Data for the task:
##############################

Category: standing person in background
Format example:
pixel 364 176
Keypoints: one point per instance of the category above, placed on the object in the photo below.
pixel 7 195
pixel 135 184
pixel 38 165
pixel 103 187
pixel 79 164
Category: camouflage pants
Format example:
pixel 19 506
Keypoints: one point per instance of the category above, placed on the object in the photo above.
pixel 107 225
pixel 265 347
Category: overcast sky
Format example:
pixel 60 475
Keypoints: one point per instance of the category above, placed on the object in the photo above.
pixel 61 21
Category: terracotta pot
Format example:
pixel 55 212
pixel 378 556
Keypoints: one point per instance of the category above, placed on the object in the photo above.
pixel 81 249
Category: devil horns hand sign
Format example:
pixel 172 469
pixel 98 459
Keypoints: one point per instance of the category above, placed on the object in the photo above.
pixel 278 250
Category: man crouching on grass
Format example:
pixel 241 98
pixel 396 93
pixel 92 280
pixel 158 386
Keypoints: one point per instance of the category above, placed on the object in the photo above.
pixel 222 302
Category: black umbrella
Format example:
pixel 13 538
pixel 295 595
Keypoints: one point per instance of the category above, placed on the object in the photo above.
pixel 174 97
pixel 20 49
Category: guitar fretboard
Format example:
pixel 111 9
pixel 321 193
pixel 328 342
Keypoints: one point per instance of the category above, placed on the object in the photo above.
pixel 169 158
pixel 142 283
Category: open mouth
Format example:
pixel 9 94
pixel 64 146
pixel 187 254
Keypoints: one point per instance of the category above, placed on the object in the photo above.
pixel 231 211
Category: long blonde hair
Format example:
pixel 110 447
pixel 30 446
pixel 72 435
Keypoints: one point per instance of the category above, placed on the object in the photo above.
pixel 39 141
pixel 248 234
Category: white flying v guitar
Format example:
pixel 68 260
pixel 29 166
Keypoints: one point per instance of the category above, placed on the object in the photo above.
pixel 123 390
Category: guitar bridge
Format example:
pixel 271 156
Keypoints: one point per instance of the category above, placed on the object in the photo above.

##############################

Rewrite all of the lines above, changing every "Format example" to "Sample format" and leaving everything else as it is.

Category: standing person in background
Sample format:
pixel 364 176
Keypoints: one point per instance of the category above, placed on the object in the photo below.
pixel 7 195
pixel 135 184
pixel 38 165
pixel 103 187
pixel 79 164
Category: camouflage pants
Sample format:
pixel 19 506
Keypoints: one point per instance of the category above, placed on the object in the photo above.
pixel 107 225
pixel 265 347
Category: overcast sky
Sample format:
pixel 60 475
Keypoints: one point per instance of the category above, placed on the object in the photo above.
pixel 61 21
Category: terracotta pot
Sample format:
pixel 55 212
pixel 378 556
Keypoints: one point per instance of the category above, placed on the object in the photo above.
pixel 81 249
Category: devil horns hand sign
Sample format:
pixel 172 469
pixel 98 459
Keypoints: one point per instance of the category above, placed on the object in the photo above.
pixel 278 250
Category: man crouching on grass
Sample format:
pixel 241 98
pixel 396 93
pixel 92 280
pixel 158 386
Keypoints: one point per instance of the category above, placed on the object in the photo above.
pixel 222 302
Category: black umbrella
Sample format:
pixel 13 538
pixel 295 595
Keypoints: one point per instance of the category above, placed on the object in the photo above.
pixel 174 97
pixel 20 49
Category: guitar fretboard
Sample format:
pixel 111 9
pixel 321 193
pixel 328 342
Keypoints: one point per instance of the category above, placed on the object in the photo above.
pixel 169 158
pixel 142 283
Category: open mouth
Sample format:
pixel 9 94
pixel 64 146
pixel 187 254
Keypoints: one point per instance of the category above, placed on the object in the photo above.
pixel 231 211
Category: long blonde hair
Sample format:
pixel 110 447
pixel 30 446
pixel 72 435
Keypoints: one point per instance of the category above, placed on the object in the photo above.
pixel 39 141
pixel 248 234
Category: white flying v guitar
Sample format:
pixel 68 260
pixel 29 166
Keypoints: one point per instance of the category above, placed on the object in the photo above.
pixel 123 390
Category: guitar bridge
Sample format:
pixel 271 156
Keypoints: one point per instance of the category above, placed on the object in the photo above.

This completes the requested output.